▶ _Parts of the exercise_:
(1) Reproduce, word for word, the part of the text on imec's proof-of-concepts that begins with the words containing "In the first" and ends with "come into play.".
(2) In the text on imec's proof-of-concepts, list every use case it names.
(3) According to the text on imec's proof-of-concepts, for how long has the initial focus of the scenarios been defined?

Segment Start: Document extract

Three proof-of-concepts for man-machine communication

To ensure the research on Human-like AI is geared as much as possible towards applicable technologies, imec defined three proof-of-concepts. These should lay the foundations for concrete solutions and for more widely applicable knowledge and technology. The three use cases are: understanding the context around vehicles, complex in-car dialogues and the AI-assisted operator. The initial focus of these scenarios has been defined for three years, with intermediate results that must be transferable to the industry from the first year onwards.

In the first proof-of-concept, technology for self-driving cars, imec specifically focuses on AI solutions that allow self-driving cars to get a better understanding of their surroundings. Starting with better object recognition. With the current status of the technology, other road users are sometimes still incorrectly identified. For example, when a car is driving on the pavement, it could fall outside the framework of what the software has learned in terms of pattern recognition. Next, also being able to predict traffic situations and intentions of other road users come into play.

Segment End: Document extract
Segment Start: Supplied material

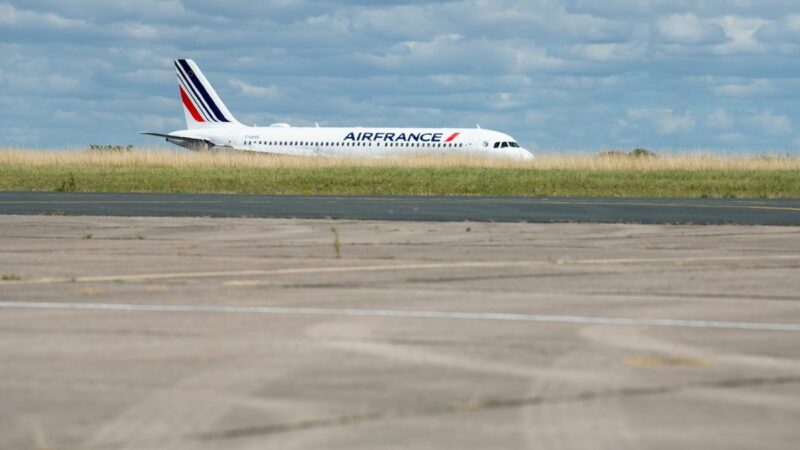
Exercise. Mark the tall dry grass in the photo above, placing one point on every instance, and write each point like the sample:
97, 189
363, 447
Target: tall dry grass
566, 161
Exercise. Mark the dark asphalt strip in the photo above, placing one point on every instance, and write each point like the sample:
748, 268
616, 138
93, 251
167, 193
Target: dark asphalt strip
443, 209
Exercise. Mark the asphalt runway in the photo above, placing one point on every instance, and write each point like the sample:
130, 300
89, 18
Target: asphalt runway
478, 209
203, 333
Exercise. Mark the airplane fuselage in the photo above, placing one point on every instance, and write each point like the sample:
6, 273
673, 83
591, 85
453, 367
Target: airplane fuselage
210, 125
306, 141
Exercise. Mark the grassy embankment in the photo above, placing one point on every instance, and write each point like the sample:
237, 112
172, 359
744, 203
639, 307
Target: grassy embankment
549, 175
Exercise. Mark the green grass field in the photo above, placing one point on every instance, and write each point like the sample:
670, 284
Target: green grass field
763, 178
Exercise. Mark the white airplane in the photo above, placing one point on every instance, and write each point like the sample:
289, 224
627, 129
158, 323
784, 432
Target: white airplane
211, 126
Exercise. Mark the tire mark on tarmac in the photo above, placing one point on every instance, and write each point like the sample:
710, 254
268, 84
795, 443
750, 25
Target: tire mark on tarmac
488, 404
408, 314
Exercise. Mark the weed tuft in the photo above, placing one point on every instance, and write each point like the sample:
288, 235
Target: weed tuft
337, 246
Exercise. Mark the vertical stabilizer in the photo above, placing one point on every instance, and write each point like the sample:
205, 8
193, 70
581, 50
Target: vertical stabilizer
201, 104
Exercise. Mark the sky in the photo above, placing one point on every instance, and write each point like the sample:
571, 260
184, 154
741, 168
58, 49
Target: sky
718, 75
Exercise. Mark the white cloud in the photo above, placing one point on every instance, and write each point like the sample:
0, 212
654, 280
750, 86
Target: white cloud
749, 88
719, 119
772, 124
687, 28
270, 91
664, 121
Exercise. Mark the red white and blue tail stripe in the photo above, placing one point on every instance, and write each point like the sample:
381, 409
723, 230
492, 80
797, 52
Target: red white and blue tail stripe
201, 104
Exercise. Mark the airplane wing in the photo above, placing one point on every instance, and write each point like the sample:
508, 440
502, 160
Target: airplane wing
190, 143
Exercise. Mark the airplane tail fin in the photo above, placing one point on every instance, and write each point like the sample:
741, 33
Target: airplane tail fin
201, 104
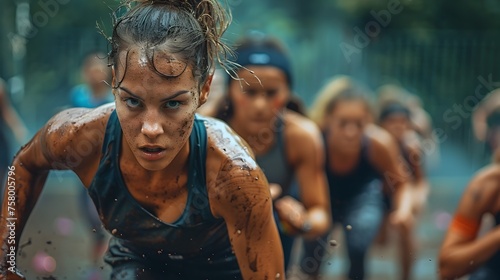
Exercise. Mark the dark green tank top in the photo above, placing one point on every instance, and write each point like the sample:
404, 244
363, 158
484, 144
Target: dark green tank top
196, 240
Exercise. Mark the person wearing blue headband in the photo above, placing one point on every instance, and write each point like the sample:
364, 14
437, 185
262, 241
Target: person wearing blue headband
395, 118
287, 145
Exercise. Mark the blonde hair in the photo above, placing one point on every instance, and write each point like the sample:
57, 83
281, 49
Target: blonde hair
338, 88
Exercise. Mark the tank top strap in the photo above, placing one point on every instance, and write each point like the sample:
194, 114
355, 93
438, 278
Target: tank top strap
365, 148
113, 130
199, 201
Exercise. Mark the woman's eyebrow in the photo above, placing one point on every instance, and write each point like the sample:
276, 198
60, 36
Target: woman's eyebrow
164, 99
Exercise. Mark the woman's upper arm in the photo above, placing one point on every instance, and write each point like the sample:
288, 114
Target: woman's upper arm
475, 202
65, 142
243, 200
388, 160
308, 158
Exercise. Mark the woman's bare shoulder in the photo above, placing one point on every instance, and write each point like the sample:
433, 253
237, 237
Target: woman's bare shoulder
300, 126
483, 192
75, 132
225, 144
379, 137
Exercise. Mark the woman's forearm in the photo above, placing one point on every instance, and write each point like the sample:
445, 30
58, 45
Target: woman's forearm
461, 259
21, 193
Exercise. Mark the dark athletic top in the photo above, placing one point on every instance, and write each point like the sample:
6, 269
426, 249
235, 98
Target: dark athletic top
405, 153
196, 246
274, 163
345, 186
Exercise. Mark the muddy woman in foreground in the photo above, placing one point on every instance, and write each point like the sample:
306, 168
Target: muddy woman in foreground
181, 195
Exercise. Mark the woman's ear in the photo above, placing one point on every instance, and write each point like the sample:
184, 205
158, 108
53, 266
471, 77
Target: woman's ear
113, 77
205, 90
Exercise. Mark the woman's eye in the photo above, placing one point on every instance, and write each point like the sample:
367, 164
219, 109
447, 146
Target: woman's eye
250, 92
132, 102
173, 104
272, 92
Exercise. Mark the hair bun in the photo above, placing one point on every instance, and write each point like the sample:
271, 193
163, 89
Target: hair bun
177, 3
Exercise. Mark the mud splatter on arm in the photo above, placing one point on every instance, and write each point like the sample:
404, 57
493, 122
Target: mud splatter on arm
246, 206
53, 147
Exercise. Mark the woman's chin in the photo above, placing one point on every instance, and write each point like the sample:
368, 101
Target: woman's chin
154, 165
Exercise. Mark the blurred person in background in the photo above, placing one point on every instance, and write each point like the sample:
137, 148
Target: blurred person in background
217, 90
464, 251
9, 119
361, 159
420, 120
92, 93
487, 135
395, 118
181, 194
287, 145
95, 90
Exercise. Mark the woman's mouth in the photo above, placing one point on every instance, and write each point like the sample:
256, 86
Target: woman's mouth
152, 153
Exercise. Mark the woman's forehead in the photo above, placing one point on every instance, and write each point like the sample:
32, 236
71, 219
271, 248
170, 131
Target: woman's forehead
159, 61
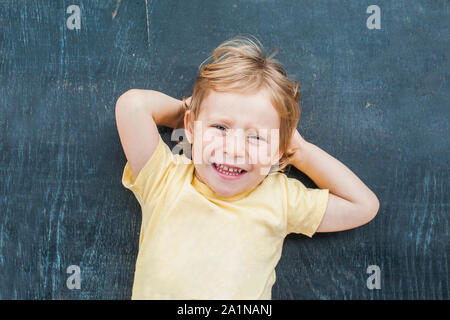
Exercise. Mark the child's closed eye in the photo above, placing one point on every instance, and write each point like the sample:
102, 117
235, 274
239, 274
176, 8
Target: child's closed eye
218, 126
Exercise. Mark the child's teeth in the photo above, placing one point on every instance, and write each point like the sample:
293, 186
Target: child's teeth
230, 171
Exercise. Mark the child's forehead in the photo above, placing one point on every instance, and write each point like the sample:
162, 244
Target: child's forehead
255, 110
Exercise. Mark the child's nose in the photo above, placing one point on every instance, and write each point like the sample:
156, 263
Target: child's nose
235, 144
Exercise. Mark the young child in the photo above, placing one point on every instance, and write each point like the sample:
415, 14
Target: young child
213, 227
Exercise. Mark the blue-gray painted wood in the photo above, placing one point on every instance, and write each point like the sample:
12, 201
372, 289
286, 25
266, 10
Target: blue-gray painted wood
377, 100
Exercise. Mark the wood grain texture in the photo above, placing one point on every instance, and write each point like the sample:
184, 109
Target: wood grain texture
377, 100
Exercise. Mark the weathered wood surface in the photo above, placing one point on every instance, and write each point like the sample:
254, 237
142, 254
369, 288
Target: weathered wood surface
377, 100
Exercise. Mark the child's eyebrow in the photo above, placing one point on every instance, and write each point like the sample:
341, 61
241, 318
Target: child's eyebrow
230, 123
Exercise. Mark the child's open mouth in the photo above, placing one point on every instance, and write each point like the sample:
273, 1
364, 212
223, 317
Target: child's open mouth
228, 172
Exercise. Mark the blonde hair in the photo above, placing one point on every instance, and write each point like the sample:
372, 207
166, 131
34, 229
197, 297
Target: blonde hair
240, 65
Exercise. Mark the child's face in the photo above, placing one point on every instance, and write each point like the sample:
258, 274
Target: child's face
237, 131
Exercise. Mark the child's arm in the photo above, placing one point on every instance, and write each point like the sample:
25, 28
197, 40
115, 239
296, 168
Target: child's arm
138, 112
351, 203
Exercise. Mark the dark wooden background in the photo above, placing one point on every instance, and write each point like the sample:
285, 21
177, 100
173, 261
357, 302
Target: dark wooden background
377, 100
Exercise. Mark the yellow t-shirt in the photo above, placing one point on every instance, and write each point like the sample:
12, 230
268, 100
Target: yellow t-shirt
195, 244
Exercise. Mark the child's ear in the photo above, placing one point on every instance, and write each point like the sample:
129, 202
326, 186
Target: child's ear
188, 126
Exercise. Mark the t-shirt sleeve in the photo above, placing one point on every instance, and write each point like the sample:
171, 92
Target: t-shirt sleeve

Segment End: Supplied material

▶ _Answers to the problems_:
(1)
In the first proof-of-concept, technology for self-driving cars, imec specifically focuses on AI solutions that allow self-driving cars to get a better understanding of their surroundings. Starting with better object recognition. With the current status of the technology, other road users are sometimes still incorrectly identified. For example, when a car is driving on the pavement, it could fall outside the framework of what the software has learned in terms of pattern recognition. Next, also being able to predict traffic situations and intentions of other road users come into play.

(2)
- understanding the context around vehicles
- complex in-car dialogues
- the AI-assisted operator

(3) Three years.